_GIVEN ENTRIES:_
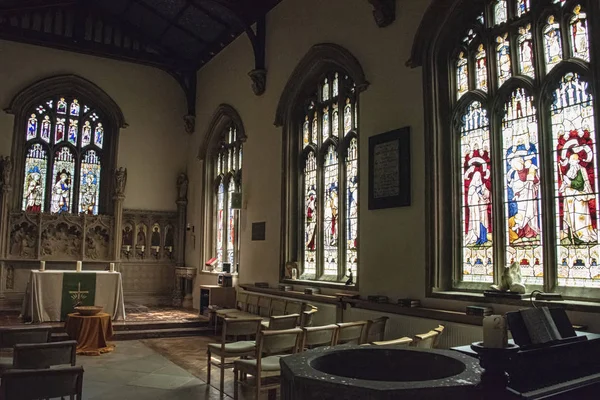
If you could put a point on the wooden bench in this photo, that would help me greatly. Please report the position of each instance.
(250, 305)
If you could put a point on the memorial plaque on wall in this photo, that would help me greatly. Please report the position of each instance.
(389, 169)
(259, 230)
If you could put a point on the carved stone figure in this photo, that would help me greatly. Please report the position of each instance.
(120, 180)
(182, 183)
(6, 164)
(511, 280)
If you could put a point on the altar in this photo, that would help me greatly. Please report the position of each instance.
(52, 294)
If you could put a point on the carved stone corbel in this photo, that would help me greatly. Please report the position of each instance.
(384, 12)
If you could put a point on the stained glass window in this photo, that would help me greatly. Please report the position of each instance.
(576, 185)
(477, 195)
(462, 75)
(552, 44)
(481, 68)
(580, 44)
(227, 184)
(58, 133)
(328, 202)
(62, 181)
(500, 12)
(89, 189)
(503, 59)
(525, 40)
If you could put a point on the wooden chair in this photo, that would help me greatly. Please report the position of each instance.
(375, 330)
(42, 384)
(403, 341)
(44, 355)
(271, 346)
(351, 332)
(428, 340)
(317, 336)
(281, 322)
(232, 327)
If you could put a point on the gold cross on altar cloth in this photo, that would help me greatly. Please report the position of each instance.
(78, 295)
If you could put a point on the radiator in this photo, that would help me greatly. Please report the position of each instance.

_DIRECTIVE:_
Only the lines from the one that contains "If you could put a point on the stained" to the end of the data should be output, exactly as they appear.

_RESULT:_
If you could put a point on the stained glass window in this photo, that would help me greatly. Please report the position of each instance.
(576, 185)
(477, 195)
(462, 75)
(552, 44)
(481, 68)
(580, 44)
(227, 184)
(58, 133)
(328, 202)
(62, 181)
(500, 12)
(89, 189)
(503, 59)
(525, 40)
If you could put a point on the wooden chair in this photo, that would help me greatly. Please report the position of each instance.
(375, 330)
(42, 384)
(403, 341)
(44, 355)
(271, 346)
(351, 332)
(428, 340)
(317, 336)
(281, 322)
(232, 327)
If you could put a point on the gold cross on altar cloth in this photo, that would help me greatly. Please report the position of each instance.
(78, 295)
If you could put a point on the radiator in this photo, that would help me greatly. Please report the position of each instance.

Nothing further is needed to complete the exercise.